# Short exercise
In the items below, write out word for word everything from the line containing "For the test set, locate each instance of the white flower" down to the line containing "For the test set, locate each instance of the reddish", including both of those lines and nothing else.

# The records
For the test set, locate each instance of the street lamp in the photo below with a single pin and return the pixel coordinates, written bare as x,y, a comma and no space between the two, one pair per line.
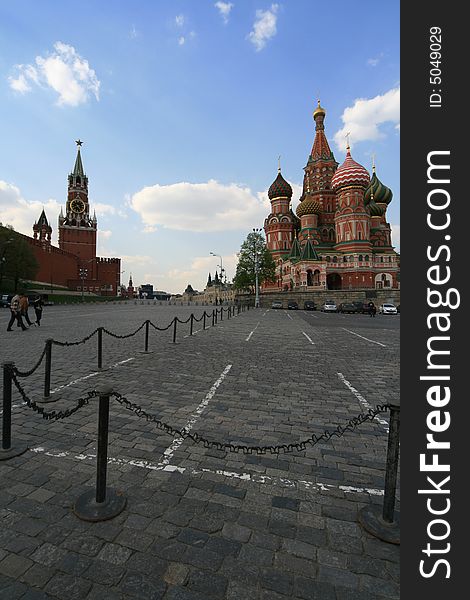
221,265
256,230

...

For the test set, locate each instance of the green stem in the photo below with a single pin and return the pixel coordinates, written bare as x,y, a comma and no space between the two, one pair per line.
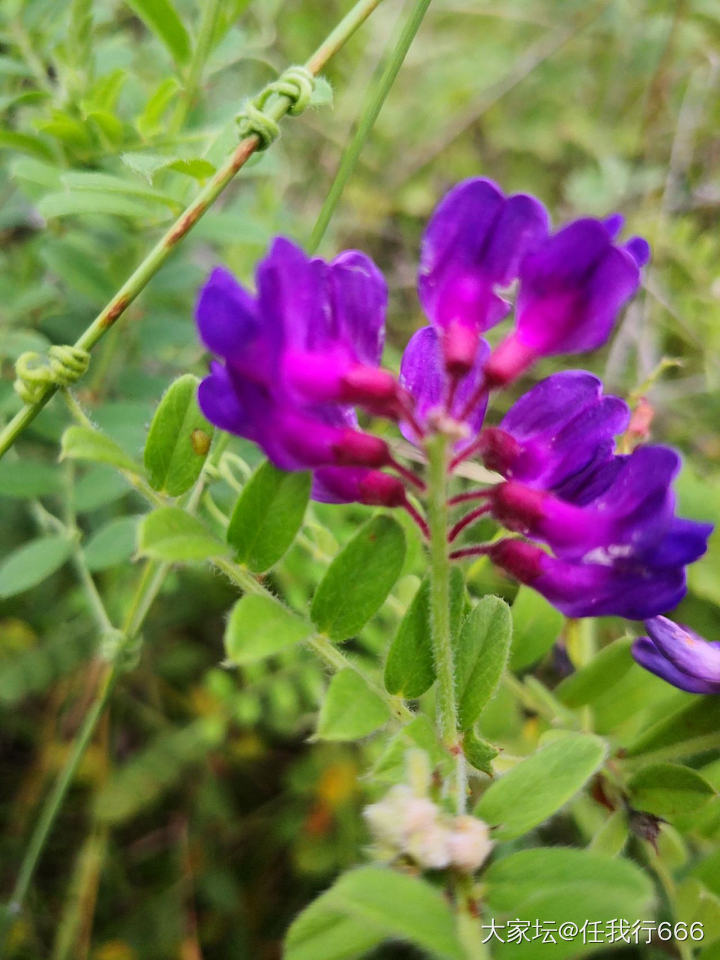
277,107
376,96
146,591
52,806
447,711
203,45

...

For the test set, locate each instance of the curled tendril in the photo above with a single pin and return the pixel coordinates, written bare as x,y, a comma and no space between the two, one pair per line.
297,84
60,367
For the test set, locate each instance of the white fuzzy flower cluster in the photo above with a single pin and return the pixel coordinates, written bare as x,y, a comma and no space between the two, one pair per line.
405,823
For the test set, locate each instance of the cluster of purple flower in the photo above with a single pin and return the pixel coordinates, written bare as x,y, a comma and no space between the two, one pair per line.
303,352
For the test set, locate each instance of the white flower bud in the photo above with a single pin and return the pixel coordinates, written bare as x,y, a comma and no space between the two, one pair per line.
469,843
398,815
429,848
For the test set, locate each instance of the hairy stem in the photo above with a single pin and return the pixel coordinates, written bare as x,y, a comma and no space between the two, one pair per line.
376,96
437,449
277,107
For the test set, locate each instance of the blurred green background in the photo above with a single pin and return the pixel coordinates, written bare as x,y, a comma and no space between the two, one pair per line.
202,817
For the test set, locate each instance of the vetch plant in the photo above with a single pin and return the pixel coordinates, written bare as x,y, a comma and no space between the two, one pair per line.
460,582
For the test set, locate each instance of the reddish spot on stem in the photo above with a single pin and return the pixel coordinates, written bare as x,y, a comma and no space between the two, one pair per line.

# Result of the task
For the test set, locate each instance of the white flower bud in the photo above with a single pin and return the pixel coordinates, written bare as x,y, a comma and no space between the two, one pair per line.
469,843
398,815
429,848
For the test set, locate each instance of the hairy stem in the photo above with a single pin and return the pixel coordinates, written bare as x,y, a comma and no space between the two, one pair per line.
376,96
437,449
277,107
For the test set, locate each instance of the blurred green background in the photo above with a single pin and return the pixel coordinates, written bare as x,y, a comma and no space between the two, one pair per line.
202,817
For the test set, locate each instance of the vetch plant in the photo above with a single pin and return the pixel coordinates, written bare as x,y, a comma and no space between the two, one pair per line.
460,582
For the test set, locate each instance of the reddish spot on stem in the photo above with a single pin and return the pixel coordinates, written bare as x,y, a comma and no space between the two, one pair per line.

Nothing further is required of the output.